-- Written instruction --
Reproduce, without any change, the part of the rows below that opens with the line containing "outline <item>tuna head</item>" and closes with the line containing "Outline every instance of the <item>tuna", including both of those lines.

-- Data listing --

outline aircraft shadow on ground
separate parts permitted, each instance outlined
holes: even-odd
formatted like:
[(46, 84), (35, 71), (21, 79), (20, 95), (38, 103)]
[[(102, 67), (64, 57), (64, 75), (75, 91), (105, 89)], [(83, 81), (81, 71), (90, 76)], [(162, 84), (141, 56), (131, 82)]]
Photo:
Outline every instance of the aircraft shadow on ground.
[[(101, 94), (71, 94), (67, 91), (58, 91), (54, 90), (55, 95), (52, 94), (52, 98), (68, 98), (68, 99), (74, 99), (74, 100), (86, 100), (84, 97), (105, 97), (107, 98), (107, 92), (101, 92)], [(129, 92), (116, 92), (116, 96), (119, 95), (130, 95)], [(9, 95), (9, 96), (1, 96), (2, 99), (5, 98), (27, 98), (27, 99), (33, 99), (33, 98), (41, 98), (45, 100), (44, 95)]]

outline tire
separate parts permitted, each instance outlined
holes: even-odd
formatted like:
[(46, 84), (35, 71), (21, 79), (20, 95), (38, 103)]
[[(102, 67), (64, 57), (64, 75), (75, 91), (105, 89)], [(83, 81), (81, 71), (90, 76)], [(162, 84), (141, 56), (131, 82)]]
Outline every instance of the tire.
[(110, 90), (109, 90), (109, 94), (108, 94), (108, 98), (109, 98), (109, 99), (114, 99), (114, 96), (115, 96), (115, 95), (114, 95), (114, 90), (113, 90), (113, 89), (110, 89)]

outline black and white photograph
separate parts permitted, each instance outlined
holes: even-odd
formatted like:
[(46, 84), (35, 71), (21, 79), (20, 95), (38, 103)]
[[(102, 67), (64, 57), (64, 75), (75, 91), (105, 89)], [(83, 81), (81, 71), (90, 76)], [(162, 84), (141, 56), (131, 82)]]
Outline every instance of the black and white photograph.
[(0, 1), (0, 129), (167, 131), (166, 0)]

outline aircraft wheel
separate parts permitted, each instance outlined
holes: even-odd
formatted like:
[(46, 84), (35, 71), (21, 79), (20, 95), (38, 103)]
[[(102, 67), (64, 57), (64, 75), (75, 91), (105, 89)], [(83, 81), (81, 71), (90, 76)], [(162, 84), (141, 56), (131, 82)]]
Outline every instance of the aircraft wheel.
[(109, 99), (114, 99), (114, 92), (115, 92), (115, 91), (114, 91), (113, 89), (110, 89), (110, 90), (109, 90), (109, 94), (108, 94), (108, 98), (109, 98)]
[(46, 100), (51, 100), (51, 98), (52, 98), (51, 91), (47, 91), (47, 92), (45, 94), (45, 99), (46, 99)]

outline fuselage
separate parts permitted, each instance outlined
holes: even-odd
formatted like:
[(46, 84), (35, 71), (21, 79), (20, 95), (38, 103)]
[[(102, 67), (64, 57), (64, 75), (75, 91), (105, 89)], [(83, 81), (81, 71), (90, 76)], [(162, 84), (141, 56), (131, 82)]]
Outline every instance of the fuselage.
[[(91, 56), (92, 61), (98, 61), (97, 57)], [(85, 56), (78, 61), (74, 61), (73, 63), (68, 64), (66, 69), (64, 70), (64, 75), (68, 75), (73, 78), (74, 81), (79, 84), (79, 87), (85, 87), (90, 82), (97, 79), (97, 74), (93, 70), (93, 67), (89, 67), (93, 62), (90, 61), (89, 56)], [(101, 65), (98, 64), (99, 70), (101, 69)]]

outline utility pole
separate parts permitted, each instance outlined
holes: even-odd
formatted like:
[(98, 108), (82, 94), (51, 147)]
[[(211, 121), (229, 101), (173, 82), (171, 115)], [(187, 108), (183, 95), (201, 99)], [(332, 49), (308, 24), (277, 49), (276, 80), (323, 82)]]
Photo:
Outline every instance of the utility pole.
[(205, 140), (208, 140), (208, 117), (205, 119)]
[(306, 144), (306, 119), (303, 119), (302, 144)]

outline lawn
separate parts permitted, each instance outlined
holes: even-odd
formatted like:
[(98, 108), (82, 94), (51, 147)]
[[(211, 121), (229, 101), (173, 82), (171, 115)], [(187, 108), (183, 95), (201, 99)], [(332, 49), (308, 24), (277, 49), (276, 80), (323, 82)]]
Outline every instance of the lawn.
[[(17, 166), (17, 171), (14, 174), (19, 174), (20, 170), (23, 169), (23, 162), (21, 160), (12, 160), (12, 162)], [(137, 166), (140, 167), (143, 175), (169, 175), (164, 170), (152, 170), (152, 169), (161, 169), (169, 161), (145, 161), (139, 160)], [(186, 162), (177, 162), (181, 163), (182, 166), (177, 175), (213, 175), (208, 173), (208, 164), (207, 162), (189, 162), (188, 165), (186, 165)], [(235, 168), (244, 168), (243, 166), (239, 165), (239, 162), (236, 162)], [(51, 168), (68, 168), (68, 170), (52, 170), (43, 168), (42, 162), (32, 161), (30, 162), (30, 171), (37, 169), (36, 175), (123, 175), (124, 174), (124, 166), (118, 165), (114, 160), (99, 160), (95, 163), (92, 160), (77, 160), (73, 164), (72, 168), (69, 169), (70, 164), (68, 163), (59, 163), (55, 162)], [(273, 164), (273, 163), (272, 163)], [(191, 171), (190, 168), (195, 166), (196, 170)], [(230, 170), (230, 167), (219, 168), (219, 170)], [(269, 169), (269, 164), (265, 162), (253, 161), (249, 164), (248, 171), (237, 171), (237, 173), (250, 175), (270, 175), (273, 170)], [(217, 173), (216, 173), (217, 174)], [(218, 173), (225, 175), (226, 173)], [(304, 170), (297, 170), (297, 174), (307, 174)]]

==

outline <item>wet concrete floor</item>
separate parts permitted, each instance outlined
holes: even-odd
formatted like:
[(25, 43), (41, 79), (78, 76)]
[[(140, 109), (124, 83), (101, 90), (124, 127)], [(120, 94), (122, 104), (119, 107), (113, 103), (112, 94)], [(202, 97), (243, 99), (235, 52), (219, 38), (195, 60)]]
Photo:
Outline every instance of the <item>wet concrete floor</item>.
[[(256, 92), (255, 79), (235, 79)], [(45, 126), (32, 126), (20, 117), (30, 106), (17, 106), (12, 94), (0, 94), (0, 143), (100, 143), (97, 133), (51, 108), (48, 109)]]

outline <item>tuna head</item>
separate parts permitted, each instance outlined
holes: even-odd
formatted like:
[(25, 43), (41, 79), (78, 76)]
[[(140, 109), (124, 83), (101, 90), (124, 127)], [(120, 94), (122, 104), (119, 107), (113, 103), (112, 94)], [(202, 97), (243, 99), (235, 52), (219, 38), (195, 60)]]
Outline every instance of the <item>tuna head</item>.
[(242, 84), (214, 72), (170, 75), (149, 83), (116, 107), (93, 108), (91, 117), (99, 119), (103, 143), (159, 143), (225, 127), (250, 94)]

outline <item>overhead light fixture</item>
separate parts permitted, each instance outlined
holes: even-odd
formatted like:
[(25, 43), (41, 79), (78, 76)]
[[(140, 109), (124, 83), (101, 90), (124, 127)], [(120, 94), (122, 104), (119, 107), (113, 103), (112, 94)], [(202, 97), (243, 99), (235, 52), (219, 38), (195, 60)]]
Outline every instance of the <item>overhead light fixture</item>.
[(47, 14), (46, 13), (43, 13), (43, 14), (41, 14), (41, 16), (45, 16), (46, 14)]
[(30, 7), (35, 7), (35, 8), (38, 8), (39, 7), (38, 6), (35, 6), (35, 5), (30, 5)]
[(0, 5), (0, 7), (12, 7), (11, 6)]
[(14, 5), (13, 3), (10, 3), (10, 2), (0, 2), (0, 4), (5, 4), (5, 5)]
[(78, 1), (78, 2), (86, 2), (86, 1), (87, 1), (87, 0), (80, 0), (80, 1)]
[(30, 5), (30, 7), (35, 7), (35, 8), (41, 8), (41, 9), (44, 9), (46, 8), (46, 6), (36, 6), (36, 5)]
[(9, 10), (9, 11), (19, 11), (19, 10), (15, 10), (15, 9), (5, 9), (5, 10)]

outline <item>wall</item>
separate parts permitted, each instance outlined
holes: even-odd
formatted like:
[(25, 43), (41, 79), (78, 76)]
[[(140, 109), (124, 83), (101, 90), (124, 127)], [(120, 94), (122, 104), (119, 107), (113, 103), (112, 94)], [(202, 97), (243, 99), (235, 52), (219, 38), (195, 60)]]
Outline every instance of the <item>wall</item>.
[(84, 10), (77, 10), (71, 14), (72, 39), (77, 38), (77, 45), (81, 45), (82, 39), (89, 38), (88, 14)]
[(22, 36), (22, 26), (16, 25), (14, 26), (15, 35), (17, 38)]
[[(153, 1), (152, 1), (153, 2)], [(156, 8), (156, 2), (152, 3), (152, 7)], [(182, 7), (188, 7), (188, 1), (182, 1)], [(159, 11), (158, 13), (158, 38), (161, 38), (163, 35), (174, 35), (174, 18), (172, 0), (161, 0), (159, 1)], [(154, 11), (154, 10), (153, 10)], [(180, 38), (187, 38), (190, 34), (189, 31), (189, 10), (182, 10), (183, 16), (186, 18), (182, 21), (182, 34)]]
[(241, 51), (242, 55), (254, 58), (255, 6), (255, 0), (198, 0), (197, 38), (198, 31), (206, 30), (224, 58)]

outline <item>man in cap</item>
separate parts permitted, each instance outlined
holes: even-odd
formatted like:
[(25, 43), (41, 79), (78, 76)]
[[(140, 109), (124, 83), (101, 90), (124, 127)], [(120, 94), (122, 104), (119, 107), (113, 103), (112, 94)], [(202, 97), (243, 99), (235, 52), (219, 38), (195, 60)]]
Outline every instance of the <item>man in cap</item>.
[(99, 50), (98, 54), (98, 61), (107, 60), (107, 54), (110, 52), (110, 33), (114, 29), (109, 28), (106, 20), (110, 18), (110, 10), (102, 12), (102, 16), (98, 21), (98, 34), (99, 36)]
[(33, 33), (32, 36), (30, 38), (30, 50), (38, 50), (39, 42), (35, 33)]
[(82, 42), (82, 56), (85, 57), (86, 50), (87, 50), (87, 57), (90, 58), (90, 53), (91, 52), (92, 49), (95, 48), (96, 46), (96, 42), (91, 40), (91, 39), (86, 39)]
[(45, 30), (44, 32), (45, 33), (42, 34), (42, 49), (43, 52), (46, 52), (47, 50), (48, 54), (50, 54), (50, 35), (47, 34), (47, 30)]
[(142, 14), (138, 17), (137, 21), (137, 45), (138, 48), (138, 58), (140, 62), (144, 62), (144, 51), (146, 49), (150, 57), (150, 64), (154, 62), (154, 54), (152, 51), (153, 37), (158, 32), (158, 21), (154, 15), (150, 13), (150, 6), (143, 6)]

-- Response to the exercise --
outline <item>tuna head</item>
separate parts permitted, each instance outlined
holes: even-odd
formatted like:
[(25, 43), (41, 79), (78, 76)]
[[(140, 109), (124, 83), (101, 90), (124, 127)], [(120, 94), (122, 104), (119, 107), (113, 103), (112, 94)], [(202, 97), (243, 99), (235, 52), (219, 38), (195, 60)]]
Outline every instance of the <item>tuna head</item>.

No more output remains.